| Extracted data |
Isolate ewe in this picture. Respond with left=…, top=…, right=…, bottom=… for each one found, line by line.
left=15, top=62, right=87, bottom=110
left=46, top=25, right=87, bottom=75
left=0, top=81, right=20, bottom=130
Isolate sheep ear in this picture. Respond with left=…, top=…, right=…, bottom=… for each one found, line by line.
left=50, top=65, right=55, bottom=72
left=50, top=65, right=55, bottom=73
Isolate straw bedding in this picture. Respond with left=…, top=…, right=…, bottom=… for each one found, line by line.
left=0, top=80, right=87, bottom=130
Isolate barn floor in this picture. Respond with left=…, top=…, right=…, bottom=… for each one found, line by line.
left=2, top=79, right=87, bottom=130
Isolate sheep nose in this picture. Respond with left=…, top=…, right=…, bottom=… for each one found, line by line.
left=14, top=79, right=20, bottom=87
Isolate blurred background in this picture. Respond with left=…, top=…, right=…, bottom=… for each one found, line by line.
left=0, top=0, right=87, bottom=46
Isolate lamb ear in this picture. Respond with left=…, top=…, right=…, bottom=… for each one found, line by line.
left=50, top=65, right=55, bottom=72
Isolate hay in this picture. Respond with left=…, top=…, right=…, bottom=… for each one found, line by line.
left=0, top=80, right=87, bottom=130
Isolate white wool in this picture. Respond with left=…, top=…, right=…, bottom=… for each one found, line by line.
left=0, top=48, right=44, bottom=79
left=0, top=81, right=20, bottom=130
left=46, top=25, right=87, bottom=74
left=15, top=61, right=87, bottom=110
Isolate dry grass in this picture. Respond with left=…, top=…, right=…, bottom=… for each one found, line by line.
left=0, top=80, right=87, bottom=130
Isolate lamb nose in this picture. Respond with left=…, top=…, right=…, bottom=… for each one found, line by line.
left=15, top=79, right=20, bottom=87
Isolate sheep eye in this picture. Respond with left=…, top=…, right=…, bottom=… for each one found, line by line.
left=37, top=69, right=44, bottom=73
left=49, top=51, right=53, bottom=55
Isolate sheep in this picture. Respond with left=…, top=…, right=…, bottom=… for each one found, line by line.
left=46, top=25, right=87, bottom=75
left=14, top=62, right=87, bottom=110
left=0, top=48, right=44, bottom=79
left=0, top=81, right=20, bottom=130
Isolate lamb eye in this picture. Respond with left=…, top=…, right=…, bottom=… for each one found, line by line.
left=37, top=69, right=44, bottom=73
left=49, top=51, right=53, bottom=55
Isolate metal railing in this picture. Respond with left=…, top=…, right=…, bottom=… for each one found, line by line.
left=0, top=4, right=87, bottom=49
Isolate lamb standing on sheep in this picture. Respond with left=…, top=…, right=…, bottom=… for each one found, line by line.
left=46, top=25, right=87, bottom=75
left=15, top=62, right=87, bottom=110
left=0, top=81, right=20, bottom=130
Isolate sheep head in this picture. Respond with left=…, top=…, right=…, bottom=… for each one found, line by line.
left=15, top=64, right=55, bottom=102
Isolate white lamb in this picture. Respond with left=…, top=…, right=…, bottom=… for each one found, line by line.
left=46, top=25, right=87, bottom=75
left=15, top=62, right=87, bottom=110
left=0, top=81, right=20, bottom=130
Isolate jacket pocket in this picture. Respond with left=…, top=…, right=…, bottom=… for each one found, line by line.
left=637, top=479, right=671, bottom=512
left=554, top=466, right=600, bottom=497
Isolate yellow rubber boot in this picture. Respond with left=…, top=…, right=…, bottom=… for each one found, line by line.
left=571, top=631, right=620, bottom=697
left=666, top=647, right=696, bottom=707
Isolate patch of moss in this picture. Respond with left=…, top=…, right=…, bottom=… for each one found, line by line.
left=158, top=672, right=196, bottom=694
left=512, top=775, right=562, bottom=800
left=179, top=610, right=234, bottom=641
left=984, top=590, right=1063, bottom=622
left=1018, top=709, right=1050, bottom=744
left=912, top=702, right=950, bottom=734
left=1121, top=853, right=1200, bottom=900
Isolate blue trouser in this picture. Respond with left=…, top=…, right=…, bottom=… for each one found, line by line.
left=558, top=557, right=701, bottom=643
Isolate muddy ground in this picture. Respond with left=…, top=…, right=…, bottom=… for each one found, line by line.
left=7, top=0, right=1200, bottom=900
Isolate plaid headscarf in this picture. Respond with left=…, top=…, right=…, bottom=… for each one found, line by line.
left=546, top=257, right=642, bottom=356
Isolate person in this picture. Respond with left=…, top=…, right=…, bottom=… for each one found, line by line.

| Job |
Reproduce the items above verbatim, starting at the line containing "Isolate jacket pocket" and ending at the line containing "left=666, top=647, right=696, bottom=707", with both of those lines included.

| Completed exercise |
Isolate jacket pocket in this picture. Respond with left=…, top=…, right=…, bottom=… for each one found, line by line.
left=637, top=479, right=671, bottom=512
left=554, top=466, right=600, bottom=497
Isolate yellow rubber boot in this picture. Respond with left=…, top=…, right=…, bottom=… for each one found, line by line.
left=571, top=631, right=620, bottom=697
left=666, top=647, right=696, bottom=707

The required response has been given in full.